- **SET EXERCISE 1**: From the passage on mounting crappie, echo the part that opens with the words containing "While a fish" and closes with "to 1/2 pounds.".
- **SET EXERCISE 2**:
Answer these questions using the passage on mounting crappie.
(a) Above what length is a crappie considered a trophy-worthy mount?
(b) How much do anglers generally agree a crappie should weigh before it is mounted?
(c) In what kind of water do most crappies of trophy size swim?
- **SET EXERCISE 3**: Pick up the passage on mounting crappie after its final sentence and keep writing it.

- **TEXT PROVIDED**:
□ □ □ □ □ □ □

Using taxidermy on crappie fulfills a particular purpose for a unique fish. Since it’s easier to catch small-sized crappies, it’s a prize worth celebrating when you land a big one. The mount-worthy crappie should be a size that requires fishing expertise to land. The crappie should be the size most anglers will agree is a significant catch.
Any crappie exceeding 13 inches (33.02 cm) is worthy of mounting. According to the U.S. Fish & Wildlife Service, the average crappie length is between 10.8 and 19.3 inches (27.43 and 49.02 cm). Therefore, crappies exceeding 13 inches (330.2 cm) are over four years old. Catching such an old fish is not a walk in the park since the fish is more experienced and knows how to dodge most lures used by anglers.
Crappies exceeding 15 inches (38.1 cm) are trophy-worthy mounts. These are rare, as most crappies this size swim in deep waters and can be challenging to access. Crappie exceeding 15 inches (38.1 cm) is not only worthy of mounting but also confers bragging rights in the fishing world.
While a fish size to mount may vary, anglers generally agree that crappie should weigh 1 to 2 pounds (0.45 to 0.91 kg) before being mounted. This figure is a suitable mounting weight since most crappies weigh between 1/4 to 1/2 pounds.

□ □ □ □ □ □ □

- **RECORD LIST**:
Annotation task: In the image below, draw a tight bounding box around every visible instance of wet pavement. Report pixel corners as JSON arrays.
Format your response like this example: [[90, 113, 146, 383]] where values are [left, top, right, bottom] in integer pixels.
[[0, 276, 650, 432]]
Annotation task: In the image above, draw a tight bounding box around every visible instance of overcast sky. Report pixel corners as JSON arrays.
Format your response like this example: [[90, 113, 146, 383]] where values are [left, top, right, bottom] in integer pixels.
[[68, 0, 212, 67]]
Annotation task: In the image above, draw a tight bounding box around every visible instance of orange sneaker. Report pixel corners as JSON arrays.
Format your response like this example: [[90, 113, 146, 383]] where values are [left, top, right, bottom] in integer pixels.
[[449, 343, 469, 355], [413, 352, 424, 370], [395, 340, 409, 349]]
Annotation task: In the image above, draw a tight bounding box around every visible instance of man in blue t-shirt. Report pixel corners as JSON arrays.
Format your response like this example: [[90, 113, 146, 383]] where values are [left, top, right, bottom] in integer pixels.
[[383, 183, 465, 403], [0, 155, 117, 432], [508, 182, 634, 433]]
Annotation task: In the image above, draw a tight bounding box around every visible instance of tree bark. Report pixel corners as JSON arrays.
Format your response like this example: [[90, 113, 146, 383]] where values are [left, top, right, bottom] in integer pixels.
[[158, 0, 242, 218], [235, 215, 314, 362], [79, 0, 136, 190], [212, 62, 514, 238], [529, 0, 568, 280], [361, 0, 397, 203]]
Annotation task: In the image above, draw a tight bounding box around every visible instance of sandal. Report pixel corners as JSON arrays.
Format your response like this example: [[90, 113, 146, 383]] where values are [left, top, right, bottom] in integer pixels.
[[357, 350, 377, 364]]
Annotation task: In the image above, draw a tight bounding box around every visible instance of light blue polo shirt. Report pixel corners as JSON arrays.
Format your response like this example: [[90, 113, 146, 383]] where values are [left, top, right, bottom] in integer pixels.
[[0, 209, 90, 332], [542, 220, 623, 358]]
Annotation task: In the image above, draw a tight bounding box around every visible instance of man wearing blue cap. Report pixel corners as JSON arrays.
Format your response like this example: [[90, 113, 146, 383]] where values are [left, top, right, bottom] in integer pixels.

□ □ □ □ □ □ □

- **TASK OUTPUT 1**:
While a fish size to mount may vary, anglers generally agree that crappie should weigh 1 to 2 pounds (0.45 to 0.91 kg) before being mounted. This figure is a suitable mounting weight since most crappies weigh between 1/4 to 1/2 pounds.

- **TASK OUTPUT 2**:
(a) Above 15 inches (38.1 cm).
(b) 1 to 2 pounds (0.45 to 0.91 kg).
(c) Deep waters.

- **TASK OUTPUT 3**:
However, size isn’t the only factor when deciding to mount a fish. It may still be worth mounting if you catch smaller crappie with unique markings or if you caught it in an unusual location. Ultimately, it would be best if you based your decision to mount specific crappie on personal preference and the story behind the catch.
Fish mounts come in two types:
- Skin mounting
- Replica mounting
Skin mounting involves removing the fish’s skin, preserving it, and stretching it over a mounting form. This process is a traditional method of fish mounting and gives the most realistic look. However, it also requires more maintenance to preserve the mount over time. You’ll have to keep dusting and maintaining the proper temperature and humidity levels around the mount.
When skin mounting, you start by removing all the internal organs, cleaning the fish, and removing its skin. You must remove these organs because they are prone to decomposition and will be challenging to preserve.
You then preserve the skin with salt or another preservative before stretching over a mounting form replicating the fish’s body shape.
Creating a skin mount requires micro-tip scissors to cut through the tight spaces perfectly. The Fiskars 190500 RazorEdge Micro-Tip Scissor (available on Amazon.com) is an excellent option for this job. The scissor has precisely honed edges that will glide through the crappie’s skin for clean cuts.
Here is a video that demonstrates skin mounting:
Replica mounting uses fiberglass or resin casts to create a replica of the caught fish. This method is less invasive, as it doesn’t require removing the fish’s skin.
Replica mounts are also easier to maintain since they don’t need the same temperature and humidity levels as a skin mount.
Once the replica is ready, taxidermists add artificial eyes, gills, and teeth.
This method is your go-to option if you don’t want the hassles of preserving fish skin.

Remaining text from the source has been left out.